**EXCERPT TO READ**
........

The problem of serial order in behavior: Lashley’s legacy
Introduction
In 1951, Karl Lashley, a neurophysiologist at Harvard University, published a paper that has become a classic: “The Problem of Serial Order in Behavior.” The paper challenged the prevailing view of behavioral sequencing in America in the first half of the 20th Century. According to that view, expressed by Washburn, 1916, Watson, 1920, and other behaviorists, the functional mechanism that governs the unfolding of behavior is the reflex chain: Stimulation caused by movement n triggers movement n + 1, stimulation caused by movement n + 1 triggers movement n + 2, and so on.
Lashley argued against this view on the basis of three main lines of evidence: (1) Movements can occur even when sensory feedback is interrupted. (2) Some movement sequences occur too quickly for elements of the sequences to be triggered by feedback from the preceding elements. (3) Errors in behavior suggest internal plans for what will be done later.
To these sources of evidence, new sources have since been added: (4) The time to initiate a movement sequence can increase with the length or complexity of the sequence (e.g., Henry and Rogers, 1960, Klapp, 1977, Rosenbaum, 1987, Sternberg et al., 1978). (5) The properties of movements occurring early in a sequence can anticipate later features (e.g., Cohen and Rosenbaum, 2004, Kent, 1983, Van der Wel and Rosenbaum, 2007). (6) Neural activity can indicate preparation of upcoming behavioral events, including upcoming behavioral events in the relatively long-term future (e.g., Aldridge et al., 1993, Ashe et al., 2006, Averbeck et al., 2005, Kennerley et al., 2004).
All of these findings substantiate Lashley’s (1951) hypothesis that the solution to the serial order problem (i.e., the solution to the problem of how behaviors are sequenced) need not be ascribed to triggers from sensory feedback. Instead, the state of the nervous system can predispose the actor to behave in particular ways in the future. The common-sense way of saying that the nervous system prepares some behaviors but not others is to say that there are plans for behavior. Asserting that there are plans need not imply that sensory feedback plays no role, or only a minimal role, in movement control. It is known that neural states permitting differentiation of behavior can do so on the basis of sensory feedback. For example, whether a cat extends or flexes its limb when pressure is applied to its paw depends on where the limb is in the step cycle (Forssberg, Grillner, & Rossignol, 1975).
Lashley (1951) was instrumental in promoting the notion of hierarchical organization of plans. Several lines of evidence support this notion. One is that the same behaviors can have different functional interpretations depending on the context in which they occur. Thus, the sound pattern/rajt/ can be interpreted differently depending on where it occurs in a sentence, as in this sentence used by Lashley: “The mill-wright on my right thinks it right that some conventional rite should symbolize the right of every man to write as he pleases” [p. 116]. Such contextual dependence, Lashley argued, is only possible with functionally overarching states of the sort implied by hierarchical plans.

........

Items from a dataset
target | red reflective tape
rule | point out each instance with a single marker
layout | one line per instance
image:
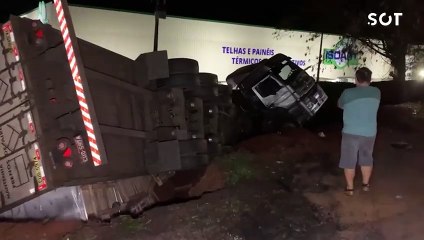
(77, 81)
(79, 89)
(37, 153)
(86, 120)
(71, 55)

........

**WHAT THE TASK ASKS**
Set down the passage from the article on Lashley's serial order problem word for word, starting at "To these sources" and ending at "et al., 2004).". The records are drawn from a different source than the text.

**SOLUTION FOR THIS PROBLEM**
To these sources of evidence, new sources have since been added: (4) The time to initiate a movement sequence can increase with the length or complexity of the sequence (e.g., Henry and Rogers, 1960, Klapp, 1977, Rosenbaum, 1987, Sternberg et al., 1978). (5) The properties of movements occurring early in a sequence can anticipate later features (e.g., Cohen and Rosenbaum, 2004, Kent, 1983, Van der Wel and Rosenbaum, 2007). (6) Neural activity can indicate preparation of upcoming behavioral events, including upcoming behavioral events in the relatively long-term future (e.g., Aldridge et al., 1993, Ashe et al., 2006, Averbeck et al., 2005, Kennerley et al., 2004).